Savaşın kargaşası içinde
Rasûlüllah vadinin sağ tarafına doğru çekildi.
Câbir'den yapılan bir rivâyete göre Rasûlüllah (s.a.s) kaçışan
müslümanlara, "Nereye gidiyorsunuz ey insanlar! Ben Rasûlüllahım,
Ben Muhammed b. Abdullah'ım" diye sesleniyordu. Fakat develer
birbirine giriyor, insanlar alabildiğine kaçışıyordu.
Bunun üzerine Rasûl aleyhisselâm yanındaki Hz. Abbas'tan müslümanları
çağırmasını istedi. Hz. Abbas yüksek sesle "Ey
Akabe'de biat eden Ensar, gelin! Ey Rıdvan ağacı
altında bey'at edip söz veren Muhacirler, dönün! Muhammed buradadır!
Nereye gidiyorsunuz?" diye bağırmaya başladı. Bu
çağrıyı duyanlar "lebbeyk" diyerek koşup
Rasûlüllah'ın çevresinde toplanmaya başladılar.

Rasûlüllah (s.a.s), çevresinde toplanan
müslümanları muntazam bir birlik haline getirerek düşmana
karşı saldırıya geçti. Çarpışmanın
olağanüstü bir şiddet kazandığı sırada
"İşte ocak şimdi kızıştı"
buyuran Rasûlüllah, yerden bir avuç toprak alıp düşmanların
üzerine fırlattı.

Çarpışma şiddetle sürerken Hz. Ali
büyük bir fedâkarlık ve teslimiyet örneği göstererek
Havazin kabilesinin sancaktarını öldürmeye muvaffak oldu. Bu
olay müslümanların savaş güç ve isteklerini bir kat daha artırdı.
Savaş öylesine şiddet kazanmıştı ki, düşman
bu kesin taarruza karşı koyamayarak hezimete uğradı ve
kaçmaya başladı.

Allah'ın yardımı bir kere daha
yetişmişti. Allah müslümanları sınamış,
bir anlık gafletlerinin sonucunu onlara acı bir şekilde göstermişti.
Bu savaştan sonra nazil olan bir âyette bu durum şöyle dile
getirilmektedir: "Andolsun ki. Allah size birçok yerlerde ve çokluğunuzun
sizi böbürlendirdiği fakat bir faydası olmadığı,
yeryüzünün geniş olmasına rağmen size dar gelip de
bozularak arkanızı döndüğünüz Huneyn gününde yardım
etmişti" (et-Tevbe, 9/25).

——

Yönergeler>
**a)** Huneyn savaşı metninde adı geçen bütün insanları sıralayın.
**b)** Huneyn savaşı metnindeki "buyuran Rasûlüllah, yerden" sözlerinden başlayıp "kat daha artırdı." sözleriyle biten kısmı, bu son sözler de dahil olmak üzere, harfi harfine yeniden yazın.
Yanıtlarınızı yalnızca metindeki bilgilere dayandırın.

Mevcut veriler>
——

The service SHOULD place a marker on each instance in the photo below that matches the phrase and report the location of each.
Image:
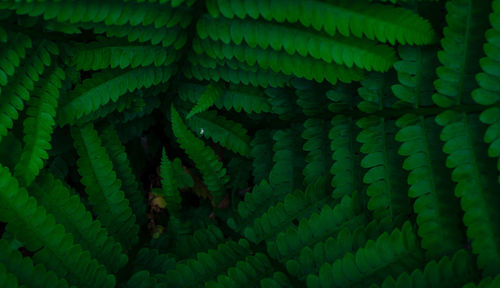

——

Alıştırma sonuçları>
**a)** Rasûlüllah (Muhammed b. Abdullah), Câbir, Hz. Abbas, Hz. Ali

**b)**
buyuran Rasûlüllah, yerden bir avuç toprak alıp düşmanların
üzerine fırlattı.

Çarpışma şiddetle sürerken Hz. Ali
büyük bir fedâkarlık ve teslimiyet örneği göstererek
Havazin kabilesinin sancaktarını öldürmeye muvaffak oldu. Bu
olay müslümanların savaş güç ve isteklerini bir kat daha artırdı.